*KUTIPAN SUMBER*:
CakNun.com

Melacak Jejak Teologi Inklusif Cak Nun

Rony K. Pratama
Waktu baca ± 4 menit
Jurnal

Tulisan ini berusaha membincangkan kajian Muhamad Supraja tentang Understanding the Transformative-Inclusive Theology of Emha Ainun Nadjib pada subbagian kedua Eastern Perspectives on Religion Religiosity dalam buku Western and Eastern Perspectives on Religion and Religiosity (2021)1. Temuan Supraja menunjukkan bahwa keterbukaan dialog tanpa monopoli atau indoktrinasi merupakan teologi inklusif yang dipraksiskan Cak Nun.

Penanda atas keterbukaan itu terlihat gamblang dalam praktik majelis ilmu Maiyah. Ia tidak dapat dikatakan semata-mata sebagai pengajian dalam pengertian sempit, sebagaimana menempatkan satu figur sebagai titik pusat, sementara audiens lain sebatas pendengar-pasif. Di Maiyah hubungan antara pembicara dan pemirsa berpola dialogis, yakni tiap orang menjadi subjek-aktif untuk sama-sama tumbuh dan belajar secara bersama.

Cuplikan dataset penunjukan:
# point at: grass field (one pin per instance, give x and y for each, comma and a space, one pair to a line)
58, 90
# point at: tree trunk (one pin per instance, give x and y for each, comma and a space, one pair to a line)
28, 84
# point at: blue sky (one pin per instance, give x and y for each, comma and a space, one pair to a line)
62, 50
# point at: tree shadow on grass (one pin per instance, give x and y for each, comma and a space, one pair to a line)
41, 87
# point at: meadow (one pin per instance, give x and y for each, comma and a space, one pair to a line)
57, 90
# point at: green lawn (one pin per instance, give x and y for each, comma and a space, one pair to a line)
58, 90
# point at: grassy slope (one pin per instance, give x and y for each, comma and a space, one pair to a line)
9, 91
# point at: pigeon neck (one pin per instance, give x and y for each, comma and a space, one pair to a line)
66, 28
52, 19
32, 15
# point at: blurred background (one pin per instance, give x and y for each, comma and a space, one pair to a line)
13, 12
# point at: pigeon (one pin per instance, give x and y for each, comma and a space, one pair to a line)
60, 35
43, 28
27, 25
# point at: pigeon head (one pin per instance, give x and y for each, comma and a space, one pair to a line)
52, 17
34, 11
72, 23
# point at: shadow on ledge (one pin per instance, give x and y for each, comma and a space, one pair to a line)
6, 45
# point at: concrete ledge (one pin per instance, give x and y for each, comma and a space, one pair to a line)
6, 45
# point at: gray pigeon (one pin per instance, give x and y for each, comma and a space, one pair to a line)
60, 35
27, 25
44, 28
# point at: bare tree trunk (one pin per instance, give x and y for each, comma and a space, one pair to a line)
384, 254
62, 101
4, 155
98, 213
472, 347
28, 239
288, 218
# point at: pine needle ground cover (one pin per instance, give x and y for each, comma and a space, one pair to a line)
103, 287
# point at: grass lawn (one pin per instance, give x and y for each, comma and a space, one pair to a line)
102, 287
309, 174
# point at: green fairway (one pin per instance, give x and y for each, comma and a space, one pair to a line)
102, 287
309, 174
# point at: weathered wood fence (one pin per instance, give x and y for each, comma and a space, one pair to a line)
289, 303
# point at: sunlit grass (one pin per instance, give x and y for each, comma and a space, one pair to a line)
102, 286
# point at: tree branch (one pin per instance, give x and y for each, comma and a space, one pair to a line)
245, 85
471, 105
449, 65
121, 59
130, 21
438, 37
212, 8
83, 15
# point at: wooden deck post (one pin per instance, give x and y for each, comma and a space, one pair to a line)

*PETUNJUK TUGAS*:
Tuliskan ulang paragraf yang diawali "Penanda atas keterbukaan itu" dalam kutipan sumber di atas sebagai daftar butir singkat yang tetap memuat fakta utamanya.

*JAWABAN LATIHAN*:
- Keterbukaan tersebut tampak jelas dalam praktik majelis ilmu Maiyah.
- Maiyah tidak semata-mata pengajian dalam arti sempit, yang menjadikan satu figur sebagai pusat dan audiens hanya sebagai pendengar pasif.
- Hubungan pembicara dan pemirsa di Maiyah bersifat dialogis.
- Setiap orang menjadi subjek aktif untuk tumbuh dan belajar bersama.